RECORDED INFORMATION –
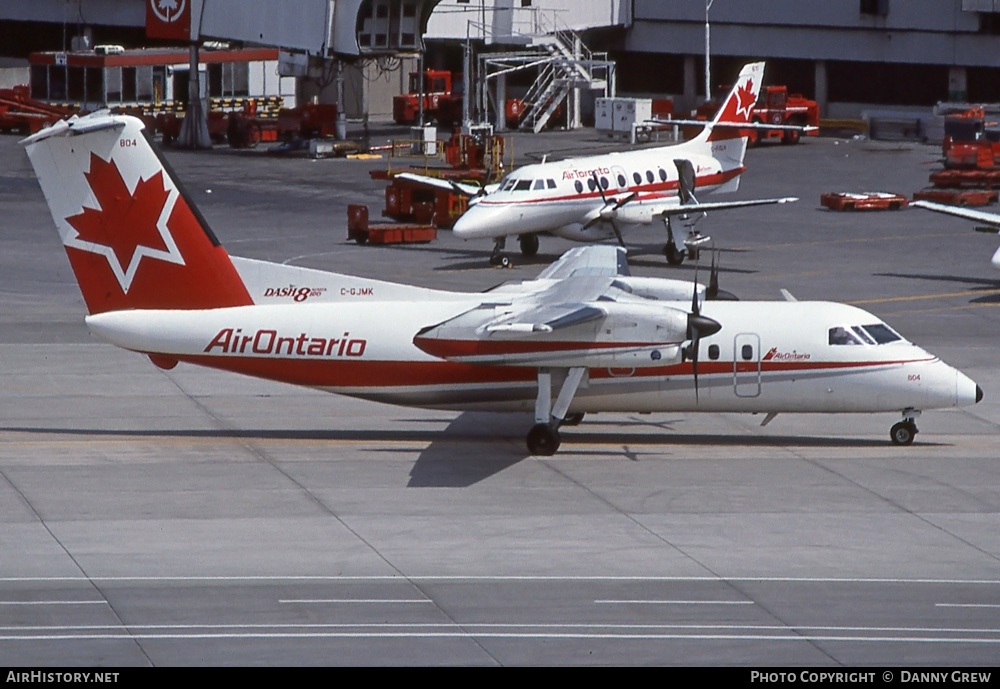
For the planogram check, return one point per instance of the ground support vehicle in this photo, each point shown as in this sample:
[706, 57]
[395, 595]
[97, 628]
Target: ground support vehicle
[863, 201]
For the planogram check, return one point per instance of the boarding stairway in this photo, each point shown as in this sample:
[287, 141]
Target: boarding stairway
[562, 61]
[570, 65]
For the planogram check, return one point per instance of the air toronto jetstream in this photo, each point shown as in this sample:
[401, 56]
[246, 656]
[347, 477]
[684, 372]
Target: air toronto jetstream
[584, 337]
[596, 198]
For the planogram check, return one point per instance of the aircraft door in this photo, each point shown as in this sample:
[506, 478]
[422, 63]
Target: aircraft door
[746, 365]
[619, 180]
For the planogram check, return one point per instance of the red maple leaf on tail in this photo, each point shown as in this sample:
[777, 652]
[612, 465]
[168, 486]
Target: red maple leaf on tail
[125, 221]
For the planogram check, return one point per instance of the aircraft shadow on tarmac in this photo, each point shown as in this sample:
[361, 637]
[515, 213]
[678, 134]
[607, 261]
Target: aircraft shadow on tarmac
[477, 445]
[638, 257]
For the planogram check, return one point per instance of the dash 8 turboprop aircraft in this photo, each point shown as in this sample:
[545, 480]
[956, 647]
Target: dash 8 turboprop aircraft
[585, 336]
[596, 198]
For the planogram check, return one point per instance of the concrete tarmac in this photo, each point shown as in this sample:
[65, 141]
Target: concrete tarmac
[191, 517]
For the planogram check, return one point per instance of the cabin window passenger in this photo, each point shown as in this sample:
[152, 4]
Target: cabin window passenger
[881, 333]
[840, 336]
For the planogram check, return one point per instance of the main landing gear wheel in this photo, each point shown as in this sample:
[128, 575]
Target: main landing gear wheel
[529, 244]
[543, 440]
[674, 256]
[903, 433]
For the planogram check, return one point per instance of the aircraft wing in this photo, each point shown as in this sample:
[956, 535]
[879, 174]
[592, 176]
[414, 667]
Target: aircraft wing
[438, 183]
[685, 209]
[734, 125]
[967, 213]
[592, 260]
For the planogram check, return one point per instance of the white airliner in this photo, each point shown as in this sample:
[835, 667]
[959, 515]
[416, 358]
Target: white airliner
[600, 197]
[992, 220]
[585, 336]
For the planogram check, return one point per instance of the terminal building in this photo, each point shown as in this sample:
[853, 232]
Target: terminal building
[846, 54]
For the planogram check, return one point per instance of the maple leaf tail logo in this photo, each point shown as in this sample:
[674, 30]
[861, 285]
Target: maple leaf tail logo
[745, 101]
[127, 226]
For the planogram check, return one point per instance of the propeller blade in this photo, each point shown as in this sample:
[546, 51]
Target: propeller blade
[621, 202]
[600, 189]
[713, 281]
[698, 326]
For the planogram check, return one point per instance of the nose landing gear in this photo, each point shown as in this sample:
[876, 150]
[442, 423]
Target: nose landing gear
[903, 432]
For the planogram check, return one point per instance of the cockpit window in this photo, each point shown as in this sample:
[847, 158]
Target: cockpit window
[840, 335]
[881, 333]
[860, 332]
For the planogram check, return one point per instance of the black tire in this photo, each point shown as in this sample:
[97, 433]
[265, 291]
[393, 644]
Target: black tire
[529, 244]
[674, 257]
[543, 440]
[903, 433]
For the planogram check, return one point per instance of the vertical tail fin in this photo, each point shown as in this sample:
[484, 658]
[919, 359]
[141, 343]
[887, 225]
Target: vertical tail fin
[729, 142]
[132, 237]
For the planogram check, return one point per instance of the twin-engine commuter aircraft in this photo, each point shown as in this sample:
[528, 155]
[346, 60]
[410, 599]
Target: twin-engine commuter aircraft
[585, 336]
[600, 197]
[992, 220]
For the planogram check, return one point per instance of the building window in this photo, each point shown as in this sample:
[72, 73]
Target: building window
[876, 7]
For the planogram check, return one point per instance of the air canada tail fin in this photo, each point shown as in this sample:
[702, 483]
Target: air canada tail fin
[133, 238]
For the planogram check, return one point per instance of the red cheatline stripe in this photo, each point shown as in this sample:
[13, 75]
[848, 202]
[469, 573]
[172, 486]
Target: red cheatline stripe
[357, 373]
[654, 190]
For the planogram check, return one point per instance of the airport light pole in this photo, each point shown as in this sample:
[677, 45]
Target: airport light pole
[708, 68]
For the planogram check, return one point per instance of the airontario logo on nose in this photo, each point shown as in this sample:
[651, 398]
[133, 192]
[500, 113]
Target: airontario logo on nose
[127, 225]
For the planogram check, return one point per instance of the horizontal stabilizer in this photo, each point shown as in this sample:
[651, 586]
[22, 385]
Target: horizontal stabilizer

BRIEF – Please copy only the lines from the one with "Target: airontario logo on nose" through the final line of the records above, both ends included.

TASK SOLUTION –
Target: airontario logo on nose
[127, 225]
For the planogram check, return one point per instance of the horizontal stabilizer in this photo, each point shown as in this sample:
[651, 586]
[22, 385]
Target: horizontal stabilizer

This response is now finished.